SHORT PROBLEM 1: From the bio of Mo Moadeli, list the fields in which he started his career at IBM.
SHORT PROBLEM 2: Copy the passage of the Mo Moadeli bio starting at "Mo Moadeli, VP" and ending at "green thinking organizations.".

DOCUMENT SEGMENT:

----

Mo Moadeli, VP Strategy
Mo started his career in IBM in IT, project management, and consulting. After 10 years with IBM and IBM Research, and completing an IBM sponsored MBA program, Mo started his own management consulting company in 2002, serving small to large sized commercial companies and non-profits. Mo is also the Vice President and on the Board of Directors of WE MOVE, an international organization dedicated to movement disorders. He has lived in NYC since 1999 and is active in various sustainability and green thinking organizations.

----

EXTRACTED INFORMATION:

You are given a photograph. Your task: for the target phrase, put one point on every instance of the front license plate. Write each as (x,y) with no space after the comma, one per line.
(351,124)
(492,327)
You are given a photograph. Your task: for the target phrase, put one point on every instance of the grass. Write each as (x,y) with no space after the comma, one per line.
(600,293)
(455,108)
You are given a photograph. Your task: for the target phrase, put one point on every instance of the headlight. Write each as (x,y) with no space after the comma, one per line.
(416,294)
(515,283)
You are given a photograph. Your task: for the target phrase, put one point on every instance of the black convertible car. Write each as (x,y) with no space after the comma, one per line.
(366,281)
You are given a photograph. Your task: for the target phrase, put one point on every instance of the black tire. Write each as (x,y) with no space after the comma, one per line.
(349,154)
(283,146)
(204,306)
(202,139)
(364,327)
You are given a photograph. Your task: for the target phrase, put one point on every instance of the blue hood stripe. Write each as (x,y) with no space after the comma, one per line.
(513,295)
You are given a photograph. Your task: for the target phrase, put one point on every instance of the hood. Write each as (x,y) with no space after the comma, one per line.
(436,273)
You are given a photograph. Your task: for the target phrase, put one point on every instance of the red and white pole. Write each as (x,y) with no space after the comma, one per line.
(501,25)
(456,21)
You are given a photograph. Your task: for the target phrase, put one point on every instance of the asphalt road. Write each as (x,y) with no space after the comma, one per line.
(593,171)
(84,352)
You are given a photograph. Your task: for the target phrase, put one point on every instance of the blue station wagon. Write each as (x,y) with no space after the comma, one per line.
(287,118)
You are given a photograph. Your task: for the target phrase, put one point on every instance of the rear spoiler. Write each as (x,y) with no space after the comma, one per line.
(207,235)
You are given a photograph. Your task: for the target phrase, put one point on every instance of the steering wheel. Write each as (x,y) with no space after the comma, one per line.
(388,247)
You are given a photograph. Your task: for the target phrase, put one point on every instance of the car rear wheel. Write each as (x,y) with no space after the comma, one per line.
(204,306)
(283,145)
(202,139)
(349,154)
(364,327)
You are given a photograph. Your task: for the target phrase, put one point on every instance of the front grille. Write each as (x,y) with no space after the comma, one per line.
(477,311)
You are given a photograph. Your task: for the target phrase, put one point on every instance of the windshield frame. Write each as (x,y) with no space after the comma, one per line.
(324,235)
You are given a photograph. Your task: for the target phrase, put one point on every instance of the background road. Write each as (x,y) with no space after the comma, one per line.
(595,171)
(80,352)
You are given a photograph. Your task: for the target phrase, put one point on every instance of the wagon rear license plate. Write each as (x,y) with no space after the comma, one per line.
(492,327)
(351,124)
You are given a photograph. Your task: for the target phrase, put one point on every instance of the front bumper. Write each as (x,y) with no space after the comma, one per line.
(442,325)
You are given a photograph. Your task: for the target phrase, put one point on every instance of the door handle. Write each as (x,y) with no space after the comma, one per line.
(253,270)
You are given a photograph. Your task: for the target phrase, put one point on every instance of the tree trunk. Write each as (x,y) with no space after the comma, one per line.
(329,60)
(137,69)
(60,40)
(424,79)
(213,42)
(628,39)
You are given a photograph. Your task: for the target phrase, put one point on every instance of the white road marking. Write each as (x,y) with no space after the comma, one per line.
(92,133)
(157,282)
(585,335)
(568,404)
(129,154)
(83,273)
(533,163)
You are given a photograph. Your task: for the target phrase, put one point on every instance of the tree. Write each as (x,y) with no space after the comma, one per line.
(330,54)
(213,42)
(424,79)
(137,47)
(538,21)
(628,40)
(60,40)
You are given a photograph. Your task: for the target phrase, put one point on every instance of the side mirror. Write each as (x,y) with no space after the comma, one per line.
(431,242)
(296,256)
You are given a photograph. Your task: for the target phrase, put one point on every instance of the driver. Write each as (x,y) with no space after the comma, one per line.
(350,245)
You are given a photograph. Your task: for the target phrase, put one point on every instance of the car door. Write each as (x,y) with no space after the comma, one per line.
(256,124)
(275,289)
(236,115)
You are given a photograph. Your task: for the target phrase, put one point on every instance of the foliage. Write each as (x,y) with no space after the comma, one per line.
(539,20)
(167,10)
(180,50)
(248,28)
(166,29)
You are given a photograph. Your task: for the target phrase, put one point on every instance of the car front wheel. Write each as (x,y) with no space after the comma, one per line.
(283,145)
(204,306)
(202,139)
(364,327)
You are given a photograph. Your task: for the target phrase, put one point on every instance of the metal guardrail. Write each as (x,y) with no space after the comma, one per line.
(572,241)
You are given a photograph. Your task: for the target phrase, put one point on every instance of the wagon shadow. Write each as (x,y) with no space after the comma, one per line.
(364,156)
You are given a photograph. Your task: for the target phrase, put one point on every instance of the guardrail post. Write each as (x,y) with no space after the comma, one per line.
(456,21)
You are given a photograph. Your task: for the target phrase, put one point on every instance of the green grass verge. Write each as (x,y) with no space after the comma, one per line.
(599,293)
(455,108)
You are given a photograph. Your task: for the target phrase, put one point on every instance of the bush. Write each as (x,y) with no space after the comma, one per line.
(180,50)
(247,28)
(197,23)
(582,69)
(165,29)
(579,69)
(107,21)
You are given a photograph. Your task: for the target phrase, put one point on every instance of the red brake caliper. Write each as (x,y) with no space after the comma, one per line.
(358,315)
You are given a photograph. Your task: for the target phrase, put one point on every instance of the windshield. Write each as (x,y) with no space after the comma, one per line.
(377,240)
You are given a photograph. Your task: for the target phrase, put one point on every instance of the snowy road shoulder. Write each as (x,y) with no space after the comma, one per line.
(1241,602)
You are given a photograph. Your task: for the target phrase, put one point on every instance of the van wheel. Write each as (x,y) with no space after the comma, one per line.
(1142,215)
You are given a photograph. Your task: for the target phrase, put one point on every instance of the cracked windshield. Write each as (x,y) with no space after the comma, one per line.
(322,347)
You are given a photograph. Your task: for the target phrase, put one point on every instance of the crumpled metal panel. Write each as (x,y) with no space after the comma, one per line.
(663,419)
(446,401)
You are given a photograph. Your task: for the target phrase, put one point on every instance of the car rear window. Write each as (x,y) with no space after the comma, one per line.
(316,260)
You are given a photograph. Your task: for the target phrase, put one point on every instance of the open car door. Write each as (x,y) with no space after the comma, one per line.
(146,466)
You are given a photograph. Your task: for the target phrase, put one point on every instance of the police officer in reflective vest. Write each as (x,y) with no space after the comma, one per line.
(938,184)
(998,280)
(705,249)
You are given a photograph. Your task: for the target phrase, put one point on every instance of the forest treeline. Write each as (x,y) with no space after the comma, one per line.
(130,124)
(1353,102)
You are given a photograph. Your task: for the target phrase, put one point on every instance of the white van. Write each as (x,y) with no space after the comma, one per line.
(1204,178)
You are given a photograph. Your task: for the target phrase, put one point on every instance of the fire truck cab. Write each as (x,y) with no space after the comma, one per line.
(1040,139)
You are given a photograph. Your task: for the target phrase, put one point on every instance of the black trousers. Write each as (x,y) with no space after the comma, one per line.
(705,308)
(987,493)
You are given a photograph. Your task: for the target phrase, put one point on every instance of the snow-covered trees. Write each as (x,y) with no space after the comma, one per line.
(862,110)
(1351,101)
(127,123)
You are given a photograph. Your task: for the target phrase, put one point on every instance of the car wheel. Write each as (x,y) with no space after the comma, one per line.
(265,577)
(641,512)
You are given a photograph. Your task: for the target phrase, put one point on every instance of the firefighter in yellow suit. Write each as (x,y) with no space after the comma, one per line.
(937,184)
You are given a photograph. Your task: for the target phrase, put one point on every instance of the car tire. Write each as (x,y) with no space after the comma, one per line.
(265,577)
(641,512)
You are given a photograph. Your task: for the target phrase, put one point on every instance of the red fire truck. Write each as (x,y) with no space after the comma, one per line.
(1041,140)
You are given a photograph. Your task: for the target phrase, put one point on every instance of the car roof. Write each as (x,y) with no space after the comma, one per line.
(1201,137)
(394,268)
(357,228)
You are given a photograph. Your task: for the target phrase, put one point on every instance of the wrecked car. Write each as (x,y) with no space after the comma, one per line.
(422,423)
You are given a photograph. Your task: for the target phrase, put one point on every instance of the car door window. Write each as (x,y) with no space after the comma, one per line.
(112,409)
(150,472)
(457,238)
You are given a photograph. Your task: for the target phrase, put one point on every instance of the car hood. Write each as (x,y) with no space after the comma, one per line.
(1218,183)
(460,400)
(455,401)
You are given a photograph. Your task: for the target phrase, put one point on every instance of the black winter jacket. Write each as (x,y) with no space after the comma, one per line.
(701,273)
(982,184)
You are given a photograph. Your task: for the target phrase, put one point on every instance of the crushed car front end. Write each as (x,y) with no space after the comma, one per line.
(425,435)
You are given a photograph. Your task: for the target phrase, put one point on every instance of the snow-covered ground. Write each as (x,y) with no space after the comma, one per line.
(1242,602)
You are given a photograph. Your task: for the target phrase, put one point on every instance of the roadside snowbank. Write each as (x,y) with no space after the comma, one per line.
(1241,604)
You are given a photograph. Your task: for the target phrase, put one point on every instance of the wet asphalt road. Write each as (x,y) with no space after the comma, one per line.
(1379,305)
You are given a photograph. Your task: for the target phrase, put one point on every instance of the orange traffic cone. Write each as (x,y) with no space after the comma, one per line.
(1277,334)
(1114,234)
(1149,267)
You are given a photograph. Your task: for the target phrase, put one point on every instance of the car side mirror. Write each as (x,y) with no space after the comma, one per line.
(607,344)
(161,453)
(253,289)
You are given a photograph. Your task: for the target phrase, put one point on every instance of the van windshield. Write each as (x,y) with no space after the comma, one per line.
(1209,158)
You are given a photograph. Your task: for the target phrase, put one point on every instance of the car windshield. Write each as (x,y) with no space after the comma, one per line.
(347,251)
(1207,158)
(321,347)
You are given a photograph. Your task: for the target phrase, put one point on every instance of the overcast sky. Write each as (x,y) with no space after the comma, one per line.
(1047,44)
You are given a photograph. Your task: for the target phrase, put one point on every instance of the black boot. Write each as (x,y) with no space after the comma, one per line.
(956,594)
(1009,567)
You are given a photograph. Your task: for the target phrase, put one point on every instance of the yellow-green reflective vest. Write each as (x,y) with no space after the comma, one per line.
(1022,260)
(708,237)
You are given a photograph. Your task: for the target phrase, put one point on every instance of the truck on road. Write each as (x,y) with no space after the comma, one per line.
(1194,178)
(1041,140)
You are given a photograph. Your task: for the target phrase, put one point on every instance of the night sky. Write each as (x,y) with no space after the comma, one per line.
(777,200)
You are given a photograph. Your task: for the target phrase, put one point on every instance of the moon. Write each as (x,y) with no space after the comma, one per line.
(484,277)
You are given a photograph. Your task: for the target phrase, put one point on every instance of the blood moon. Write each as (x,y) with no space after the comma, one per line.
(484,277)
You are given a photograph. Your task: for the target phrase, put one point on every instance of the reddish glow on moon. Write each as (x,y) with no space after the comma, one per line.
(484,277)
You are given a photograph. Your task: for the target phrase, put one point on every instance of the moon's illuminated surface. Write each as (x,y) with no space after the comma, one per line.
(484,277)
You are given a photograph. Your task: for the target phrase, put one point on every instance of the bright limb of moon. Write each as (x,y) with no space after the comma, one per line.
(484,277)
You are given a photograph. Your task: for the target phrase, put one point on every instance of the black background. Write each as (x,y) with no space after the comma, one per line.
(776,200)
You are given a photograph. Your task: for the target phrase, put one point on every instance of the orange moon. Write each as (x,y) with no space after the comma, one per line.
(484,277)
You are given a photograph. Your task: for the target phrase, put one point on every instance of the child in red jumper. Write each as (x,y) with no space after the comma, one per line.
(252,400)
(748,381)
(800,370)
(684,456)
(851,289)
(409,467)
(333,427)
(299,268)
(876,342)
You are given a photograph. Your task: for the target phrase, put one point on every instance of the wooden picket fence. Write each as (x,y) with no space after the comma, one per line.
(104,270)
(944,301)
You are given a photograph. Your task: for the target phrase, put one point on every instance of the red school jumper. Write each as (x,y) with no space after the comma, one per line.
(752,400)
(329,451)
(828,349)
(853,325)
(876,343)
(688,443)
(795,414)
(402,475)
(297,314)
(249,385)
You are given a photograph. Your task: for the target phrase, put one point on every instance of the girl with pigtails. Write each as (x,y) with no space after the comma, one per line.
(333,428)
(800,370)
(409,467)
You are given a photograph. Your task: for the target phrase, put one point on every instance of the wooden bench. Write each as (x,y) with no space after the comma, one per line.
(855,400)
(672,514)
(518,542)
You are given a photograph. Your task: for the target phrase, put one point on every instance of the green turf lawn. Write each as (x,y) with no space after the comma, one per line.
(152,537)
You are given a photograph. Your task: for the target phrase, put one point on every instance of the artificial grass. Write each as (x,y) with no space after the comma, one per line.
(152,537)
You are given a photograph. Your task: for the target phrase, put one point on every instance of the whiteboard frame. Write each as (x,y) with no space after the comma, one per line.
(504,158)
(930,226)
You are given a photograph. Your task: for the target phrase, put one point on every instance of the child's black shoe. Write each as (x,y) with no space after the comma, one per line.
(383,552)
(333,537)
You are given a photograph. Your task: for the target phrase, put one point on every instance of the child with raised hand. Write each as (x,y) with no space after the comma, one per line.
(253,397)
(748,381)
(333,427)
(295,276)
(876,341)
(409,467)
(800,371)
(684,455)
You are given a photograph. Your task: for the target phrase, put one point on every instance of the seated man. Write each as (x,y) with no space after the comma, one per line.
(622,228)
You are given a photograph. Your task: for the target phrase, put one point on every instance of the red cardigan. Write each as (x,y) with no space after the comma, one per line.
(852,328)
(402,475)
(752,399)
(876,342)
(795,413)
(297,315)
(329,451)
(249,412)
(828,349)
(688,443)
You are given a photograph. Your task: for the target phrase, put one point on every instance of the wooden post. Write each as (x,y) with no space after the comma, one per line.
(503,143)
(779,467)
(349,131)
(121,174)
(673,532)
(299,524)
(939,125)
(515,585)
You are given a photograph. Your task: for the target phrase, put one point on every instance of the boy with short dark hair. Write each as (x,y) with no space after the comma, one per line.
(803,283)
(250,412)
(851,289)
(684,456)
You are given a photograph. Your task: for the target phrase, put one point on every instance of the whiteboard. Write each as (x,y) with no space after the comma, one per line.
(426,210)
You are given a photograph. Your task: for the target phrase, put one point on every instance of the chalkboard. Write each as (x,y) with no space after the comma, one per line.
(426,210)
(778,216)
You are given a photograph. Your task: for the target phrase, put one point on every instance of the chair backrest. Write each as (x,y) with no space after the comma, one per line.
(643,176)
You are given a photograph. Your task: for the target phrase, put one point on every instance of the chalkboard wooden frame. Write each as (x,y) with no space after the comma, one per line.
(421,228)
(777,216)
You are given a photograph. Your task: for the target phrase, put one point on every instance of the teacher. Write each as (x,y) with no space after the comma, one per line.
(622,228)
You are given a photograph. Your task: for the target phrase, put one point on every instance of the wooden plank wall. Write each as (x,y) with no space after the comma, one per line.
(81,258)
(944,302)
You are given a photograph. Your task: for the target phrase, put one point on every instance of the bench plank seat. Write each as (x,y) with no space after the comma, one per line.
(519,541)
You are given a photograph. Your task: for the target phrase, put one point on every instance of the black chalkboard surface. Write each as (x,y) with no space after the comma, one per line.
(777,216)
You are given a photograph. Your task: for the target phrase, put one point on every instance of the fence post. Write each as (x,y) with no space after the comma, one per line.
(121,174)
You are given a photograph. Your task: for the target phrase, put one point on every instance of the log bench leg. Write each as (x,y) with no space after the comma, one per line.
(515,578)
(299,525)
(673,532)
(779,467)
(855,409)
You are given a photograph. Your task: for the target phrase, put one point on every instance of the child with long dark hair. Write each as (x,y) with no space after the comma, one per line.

----

EXPECTED OUTPUT 1:
- IT
- project management
- consulting

EXPECTED OUTPUT 2:
Mo Moadeli, VP Strategy
Mo started his career in IBM in IT, project management, and consulting. After 10 years with IBM and IBM Research, and completing an IBM sponsored MBA program, Mo started his own management consulting company in 2002, serving small to large sized commercial companies and non-profits. Mo is also the Vice President and on the Board of Directors of WE MOVE, an international organization dedicated to movement disorders. He has lived in NYC since 1999 and is active in various sustainability and green thinking organizations.